-- Start Data for this task --
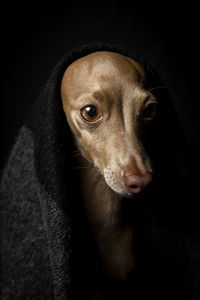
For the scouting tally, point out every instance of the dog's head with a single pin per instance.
(109, 109)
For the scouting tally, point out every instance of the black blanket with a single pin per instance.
(46, 248)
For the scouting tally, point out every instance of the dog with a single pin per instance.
(108, 109)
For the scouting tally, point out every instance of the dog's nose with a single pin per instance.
(134, 183)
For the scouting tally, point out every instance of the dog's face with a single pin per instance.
(108, 109)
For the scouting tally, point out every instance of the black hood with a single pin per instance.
(47, 251)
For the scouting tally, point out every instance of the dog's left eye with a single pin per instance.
(90, 113)
(149, 111)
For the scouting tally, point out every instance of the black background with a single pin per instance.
(34, 38)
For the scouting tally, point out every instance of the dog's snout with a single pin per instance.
(135, 183)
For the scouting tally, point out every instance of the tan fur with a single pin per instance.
(115, 85)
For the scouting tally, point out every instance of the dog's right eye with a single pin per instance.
(90, 113)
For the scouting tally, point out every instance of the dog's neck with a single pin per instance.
(112, 236)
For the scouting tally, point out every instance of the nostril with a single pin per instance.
(133, 186)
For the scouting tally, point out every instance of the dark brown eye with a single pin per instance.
(149, 111)
(90, 113)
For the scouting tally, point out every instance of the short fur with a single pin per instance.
(46, 247)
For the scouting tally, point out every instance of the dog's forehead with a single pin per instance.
(100, 69)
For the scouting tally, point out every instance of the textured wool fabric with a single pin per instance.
(46, 248)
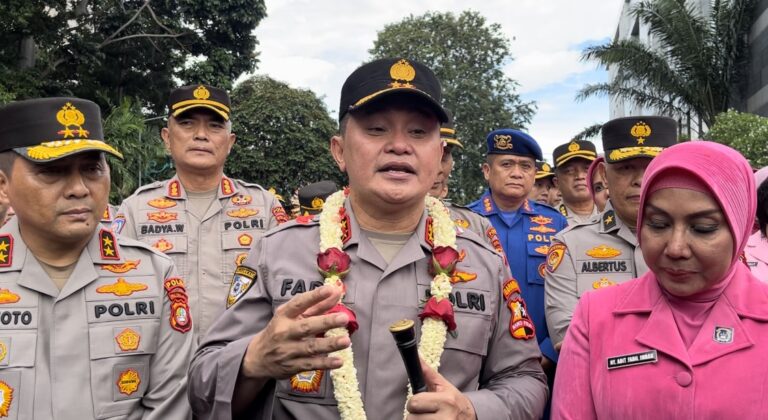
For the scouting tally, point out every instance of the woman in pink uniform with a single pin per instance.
(687, 340)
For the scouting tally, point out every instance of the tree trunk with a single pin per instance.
(27, 52)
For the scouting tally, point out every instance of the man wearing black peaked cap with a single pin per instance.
(92, 325)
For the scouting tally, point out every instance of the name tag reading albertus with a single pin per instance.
(633, 359)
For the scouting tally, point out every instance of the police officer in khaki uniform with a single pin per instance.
(262, 358)
(543, 184)
(572, 162)
(203, 219)
(91, 325)
(603, 251)
(463, 217)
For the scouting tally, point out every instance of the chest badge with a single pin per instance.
(162, 203)
(128, 340)
(242, 213)
(307, 382)
(723, 335)
(6, 398)
(121, 288)
(128, 382)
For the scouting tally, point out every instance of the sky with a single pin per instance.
(316, 44)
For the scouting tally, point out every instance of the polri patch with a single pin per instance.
(633, 359)
(242, 281)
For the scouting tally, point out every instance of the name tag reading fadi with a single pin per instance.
(633, 359)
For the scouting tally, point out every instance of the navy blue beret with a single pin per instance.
(507, 141)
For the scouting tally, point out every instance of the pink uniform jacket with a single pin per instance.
(757, 256)
(723, 375)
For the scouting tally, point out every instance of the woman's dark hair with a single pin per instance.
(762, 206)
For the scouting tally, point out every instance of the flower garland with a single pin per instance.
(437, 315)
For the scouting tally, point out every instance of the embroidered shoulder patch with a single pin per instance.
(242, 281)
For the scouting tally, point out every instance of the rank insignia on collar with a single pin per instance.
(609, 220)
(180, 317)
(603, 283)
(510, 287)
(242, 213)
(279, 213)
(128, 382)
(162, 245)
(162, 203)
(162, 216)
(543, 229)
(6, 250)
(117, 223)
(723, 335)
(520, 325)
(603, 252)
(174, 189)
(125, 267)
(128, 340)
(429, 233)
(121, 288)
(7, 296)
(245, 239)
(307, 382)
(6, 398)
(108, 246)
(242, 281)
(226, 186)
(555, 256)
(241, 200)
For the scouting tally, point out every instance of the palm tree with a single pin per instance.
(697, 68)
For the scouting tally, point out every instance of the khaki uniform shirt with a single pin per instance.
(575, 219)
(102, 347)
(600, 253)
(500, 374)
(205, 251)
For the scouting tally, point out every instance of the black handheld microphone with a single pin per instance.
(405, 338)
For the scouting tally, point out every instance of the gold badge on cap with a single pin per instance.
(69, 116)
(640, 131)
(403, 73)
(502, 142)
(201, 93)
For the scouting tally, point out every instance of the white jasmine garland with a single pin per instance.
(433, 331)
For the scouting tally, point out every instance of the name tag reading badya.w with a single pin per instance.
(633, 359)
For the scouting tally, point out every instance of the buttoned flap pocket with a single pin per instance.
(122, 339)
(536, 264)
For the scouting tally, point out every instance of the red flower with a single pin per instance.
(352, 323)
(442, 309)
(333, 262)
(444, 260)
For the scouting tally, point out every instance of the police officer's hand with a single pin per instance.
(442, 401)
(293, 340)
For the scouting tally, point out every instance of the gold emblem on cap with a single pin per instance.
(640, 131)
(201, 93)
(69, 116)
(502, 142)
(402, 72)
(317, 203)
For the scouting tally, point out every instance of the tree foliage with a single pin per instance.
(745, 132)
(698, 63)
(282, 136)
(468, 55)
(111, 49)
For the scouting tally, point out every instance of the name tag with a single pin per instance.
(633, 359)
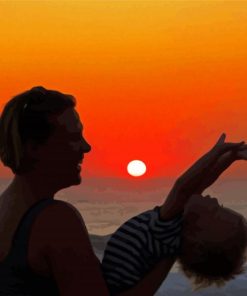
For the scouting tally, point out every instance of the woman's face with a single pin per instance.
(207, 221)
(61, 156)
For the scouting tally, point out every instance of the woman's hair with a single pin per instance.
(26, 117)
(215, 264)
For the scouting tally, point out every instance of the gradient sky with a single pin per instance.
(154, 80)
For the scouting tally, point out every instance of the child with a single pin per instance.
(144, 240)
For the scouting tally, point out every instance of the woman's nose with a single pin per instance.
(85, 146)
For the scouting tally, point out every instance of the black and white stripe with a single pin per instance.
(136, 246)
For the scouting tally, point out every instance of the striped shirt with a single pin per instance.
(137, 246)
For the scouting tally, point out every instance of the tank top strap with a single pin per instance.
(22, 233)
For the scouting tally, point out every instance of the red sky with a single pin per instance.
(154, 80)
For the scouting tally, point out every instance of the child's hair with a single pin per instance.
(27, 117)
(215, 264)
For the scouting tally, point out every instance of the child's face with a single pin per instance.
(205, 221)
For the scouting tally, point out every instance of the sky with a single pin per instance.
(157, 81)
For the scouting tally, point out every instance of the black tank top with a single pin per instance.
(16, 276)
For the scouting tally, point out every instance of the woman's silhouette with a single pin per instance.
(45, 247)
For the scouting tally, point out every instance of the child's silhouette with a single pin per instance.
(45, 248)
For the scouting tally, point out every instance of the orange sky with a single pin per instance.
(154, 80)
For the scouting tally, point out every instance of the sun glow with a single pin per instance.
(136, 168)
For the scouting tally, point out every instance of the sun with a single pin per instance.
(136, 168)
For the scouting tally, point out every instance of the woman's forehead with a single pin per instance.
(69, 120)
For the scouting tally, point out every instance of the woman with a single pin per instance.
(45, 248)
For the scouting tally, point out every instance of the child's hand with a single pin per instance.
(203, 173)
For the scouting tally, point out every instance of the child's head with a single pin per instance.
(214, 242)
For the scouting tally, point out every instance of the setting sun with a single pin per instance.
(136, 168)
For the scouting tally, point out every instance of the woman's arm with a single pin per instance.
(152, 281)
(73, 264)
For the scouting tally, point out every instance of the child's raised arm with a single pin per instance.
(203, 173)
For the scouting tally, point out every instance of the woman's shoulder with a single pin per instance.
(58, 222)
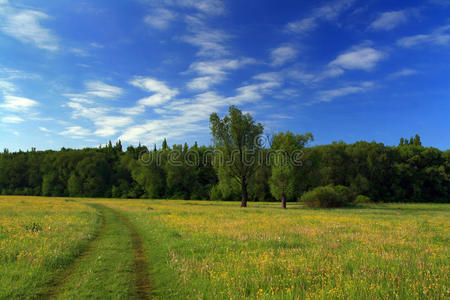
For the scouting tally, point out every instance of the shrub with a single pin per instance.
(328, 196)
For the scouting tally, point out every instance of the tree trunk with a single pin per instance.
(283, 201)
(244, 192)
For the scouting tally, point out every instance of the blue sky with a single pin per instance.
(80, 73)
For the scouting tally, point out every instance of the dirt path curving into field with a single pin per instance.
(54, 287)
(141, 282)
(108, 218)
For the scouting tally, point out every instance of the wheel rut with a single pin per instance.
(141, 279)
(53, 288)
(140, 282)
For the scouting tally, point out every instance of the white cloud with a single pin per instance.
(79, 52)
(440, 37)
(14, 103)
(25, 26)
(160, 18)
(105, 124)
(43, 129)
(327, 12)
(182, 117)
(213, 72)
(302, 26)
(206, 7)
(360, 58)
(282, 55)
(102, 90)
(389, 20)
(402, 73)
(211, 43)
(7, 87)
(12, 119)
(329, 95)
(76, 132)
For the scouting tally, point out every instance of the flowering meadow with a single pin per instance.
(206, 250)
(216, 250)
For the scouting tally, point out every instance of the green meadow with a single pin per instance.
(72, 248)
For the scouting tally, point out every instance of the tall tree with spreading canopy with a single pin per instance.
(235, 138)
(285, 157)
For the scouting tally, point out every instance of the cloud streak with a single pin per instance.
(25, 26)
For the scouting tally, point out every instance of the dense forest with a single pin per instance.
(408, 172)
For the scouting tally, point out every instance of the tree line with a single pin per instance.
(242, 164)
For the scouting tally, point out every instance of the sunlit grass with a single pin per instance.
(207, 250)
(39, 237)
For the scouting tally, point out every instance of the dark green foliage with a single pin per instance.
(408, 172)
(235, 138)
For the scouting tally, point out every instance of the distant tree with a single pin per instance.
(417, 141)
(284, 147)
(234, 136)
(165, 146)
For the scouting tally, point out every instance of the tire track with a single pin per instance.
(141, 279)
(53, 288)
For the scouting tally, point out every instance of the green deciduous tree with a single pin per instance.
(286, 154)
(237, 149)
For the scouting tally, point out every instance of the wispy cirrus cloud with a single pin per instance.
(160, 18)
(439, 37)
(389, 20)
(76, 132)
(102, 90)
(26, 27)
(365, 58)
(282, 55)
(186, 116)
(14, 103)
(12, 119)
(402, 73)
(329, 95)
(211, 42)
(327, 12)
(214, 72)
(95, 89)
-- End Data for this task --
Problem statement: Revise the lines from the one containing "For the scouting tally, point out every instance of the tall" through the last line, changing "tire track" to "wheel rut" and leaving everything else as it is.

Exercise answer:
For the scouting tally, point out every instance of the tall tree with spreading canopy with a single pin per instance.
(235, 138)
(285, 157)
For the scouting tally, point out every instance of the cloud streak with a single pin per instance.
(25, 26)
For the scouting tally, point out every instance of the dense forest with a single pin per instance.
(408, 172)
For the scouting tally, point out every instance of the tree line with a single pin per instance.
(242, 164)
For the scouting tally, point out every instance of the sunlit grass with a single pin per instance.
(207, 250)
(39, 237)
For the scouting tally, point out every instance of the dark green foliage with a single pin per instance.
(408, 172)
(235, 138)
For the scouting tally, point out every instance of the distant tree with a single pin per instance.
(417, 141)
(284, 147)
(234, 136)
(165, 146)
For the scouting tally, point out every instance of the wheel rut with a single pin per instance.
(141, 279)
(53, 288)
For the scouting tally, point out every instance of the green deciduous tree with a single pin per instance.
(286, 154)
(237, 149)
For the scouting tally, point out every instance of the wispy cirrus cloud with a single pin per instance.
(160, 18)
(439, 37)
(389, 20)
(76, 132)
(102, 90)
(26, 27)
(365, 58)
(282, 55)
(186, 116)
(14, 103)
(12, 119)
(402, 73)
(329, 95)
(211, 42)
(327, 12)
(214, 72)
(95, 89)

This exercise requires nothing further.